__What to do__. Resume the article on Bangladesh's domestic pesticide industry, continuing from the point where it stops.

*** Opening of Passage ***

The development of Bangladesh's domestic pesticide industry has been stalled for a number of years now, due to significant tariff disparities and regulatory hurdles, leaving the country heavily dependent on imports essential to the agriculture sector that still dominates the economy.
Industry insiders and agricultural economists warn that, while Bangladesh has successfully become a global exporter of pharmaceuticals, the relatively simple technology of pesticide manufacturing remains underdeveloped due to a "discriminatory" tax structure.
They suggested a reasonable and competitive tax rate on raw material imports for pesticide production in the upcoming budget for the fiscal year of 2026-27.
The primary obstacle to the growth of local industries is the stark contrast in import duties between finished products and raw materials. If the tax barrier is removed, Bangladesh could become self-sufficient in pesticides within the next three years, said Tawfiqul Islam Khan, additional research director of the Centre for Policy Dialogue (CPD).
This is seen as a critical step before the country's LDC graduation, after which the agricultural sector may face even greater challenges if a self-sustaining local industry is not established, Khan pointed out.
He said that crop production at an affordable cost will be affected due to import dependency and higher duties on pesticide raw materials. In the volatile global situation, the import dependency of any food production-related product may affect food security.
How the "discriminatory" tax structure manifests:
Finished Pesticides: Low-quality finished pesticides can be imported from countries like India and China with a mere 5 percent customs duty and no additional VAT.
Raw Materials: Local manufacturers face duties of up to 58 percent on the 32 essential raw materials required for production.
Unjustified VAT: An additional 15 percent VAT is imposed on raw material imports, a cost not applied to imported finished goods.
KSM Mostafizur Rahman, President of the Bangladesh Agrochemical Manufacturers Association (BAMA), noted that this imbalance has turned Bangladesh into a market for foreign products rather than a manufacturing hub.
"While our pharmaceutical industry has grown from import-dependence to near self-sufficiency with 200 local firms, the pesticide industry is being held back by these tax barriers," he stated.

*** Close of Passage ***
*** Opening of Source material ***

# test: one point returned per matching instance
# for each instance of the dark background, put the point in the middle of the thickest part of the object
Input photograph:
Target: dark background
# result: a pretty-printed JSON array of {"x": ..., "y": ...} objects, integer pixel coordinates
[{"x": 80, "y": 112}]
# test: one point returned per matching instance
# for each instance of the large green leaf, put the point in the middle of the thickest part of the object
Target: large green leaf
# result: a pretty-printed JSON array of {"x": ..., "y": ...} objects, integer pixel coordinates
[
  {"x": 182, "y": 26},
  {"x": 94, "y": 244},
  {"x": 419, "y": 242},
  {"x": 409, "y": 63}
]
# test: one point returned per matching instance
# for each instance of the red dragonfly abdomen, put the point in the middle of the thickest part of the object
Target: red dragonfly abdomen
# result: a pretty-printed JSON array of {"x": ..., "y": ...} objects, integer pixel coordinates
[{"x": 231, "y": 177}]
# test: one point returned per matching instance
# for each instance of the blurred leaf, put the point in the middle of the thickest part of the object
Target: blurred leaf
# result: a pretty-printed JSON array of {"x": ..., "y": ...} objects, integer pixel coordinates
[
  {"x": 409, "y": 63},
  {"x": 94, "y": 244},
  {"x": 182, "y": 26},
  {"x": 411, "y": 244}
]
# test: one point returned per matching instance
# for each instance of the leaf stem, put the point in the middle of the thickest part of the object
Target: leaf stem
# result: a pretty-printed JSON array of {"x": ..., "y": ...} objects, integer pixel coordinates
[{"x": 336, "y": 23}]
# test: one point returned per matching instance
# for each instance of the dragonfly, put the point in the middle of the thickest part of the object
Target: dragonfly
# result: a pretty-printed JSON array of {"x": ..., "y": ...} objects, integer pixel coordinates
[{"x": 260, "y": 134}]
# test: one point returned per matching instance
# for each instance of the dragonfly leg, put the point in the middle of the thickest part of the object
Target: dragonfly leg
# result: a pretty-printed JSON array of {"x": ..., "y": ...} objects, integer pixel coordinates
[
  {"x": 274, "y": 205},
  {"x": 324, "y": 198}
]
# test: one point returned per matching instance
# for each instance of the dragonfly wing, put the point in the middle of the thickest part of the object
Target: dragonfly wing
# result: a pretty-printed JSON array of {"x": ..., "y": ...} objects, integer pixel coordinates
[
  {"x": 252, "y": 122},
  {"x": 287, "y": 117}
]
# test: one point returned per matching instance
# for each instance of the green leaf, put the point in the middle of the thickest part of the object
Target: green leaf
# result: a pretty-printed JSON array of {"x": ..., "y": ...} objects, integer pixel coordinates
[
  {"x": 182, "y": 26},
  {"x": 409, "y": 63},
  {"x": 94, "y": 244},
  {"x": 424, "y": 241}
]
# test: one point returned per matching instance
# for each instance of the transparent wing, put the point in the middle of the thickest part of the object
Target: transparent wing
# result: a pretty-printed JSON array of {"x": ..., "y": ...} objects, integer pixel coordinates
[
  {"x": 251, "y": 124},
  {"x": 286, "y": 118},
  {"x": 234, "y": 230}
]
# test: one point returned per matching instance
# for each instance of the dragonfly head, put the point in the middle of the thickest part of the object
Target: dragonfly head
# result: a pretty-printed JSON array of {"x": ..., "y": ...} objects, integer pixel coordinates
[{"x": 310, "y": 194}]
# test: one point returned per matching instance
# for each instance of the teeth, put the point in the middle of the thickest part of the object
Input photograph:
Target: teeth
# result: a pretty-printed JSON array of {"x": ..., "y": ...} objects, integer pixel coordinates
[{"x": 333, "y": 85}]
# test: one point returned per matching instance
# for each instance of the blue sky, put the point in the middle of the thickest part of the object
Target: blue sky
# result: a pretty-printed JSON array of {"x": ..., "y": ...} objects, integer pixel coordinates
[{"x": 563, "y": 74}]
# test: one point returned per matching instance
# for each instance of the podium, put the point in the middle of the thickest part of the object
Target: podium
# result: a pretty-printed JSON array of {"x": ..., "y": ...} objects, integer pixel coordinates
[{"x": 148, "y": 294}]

*** Close of Source material ***

__Reply__.
The current tax policy has resulted in domestic producers holding only a tiny fraction of the market, that is estimated between Tk 5,000 crore and Tk 7,500 crore.
Seven multinational companies control 55 percent (Tk 4,125 crore) of the market. Approximately 41% percent of the demand is met by local importers.
Domestic producers account for only 4 percent (Tk 300 crore) of the market share.
Agricultural economist Jahangir Alam emphasized that these high costs are ultimately passed down to farmers, increasing their production expenses while forcing them to use potentially inferior imported products.
Budget 2026-27: Opportunity to shift
BAMA and other stakeholders have placed two major demands before the National Board of Revenue (NBR) for the upcoming FY 2026-27 budget.
Zero Tariff on Raw Materials: Following an inter-ministerial recommendation that labeled the current high duties as "irrational," entrepreneurs are seeking a total waiver on the 58 percent duty for raw materials.
Ease of Port Procedures: Manufacturers report severe delays at Chittagong Port, where raw materials are often held for 40 to 45 days pending physical factory visits by customs officials, leading to massive compensation costs.
Industry leaders believe that if these barriers are removed, Bangladesh could become self-sufficient in pesticides within the next three years. This is seen as a critical step before the country's LDC graduation, after which the agricultural sector may face even greater challenges if a self-sustaining local industry is not established.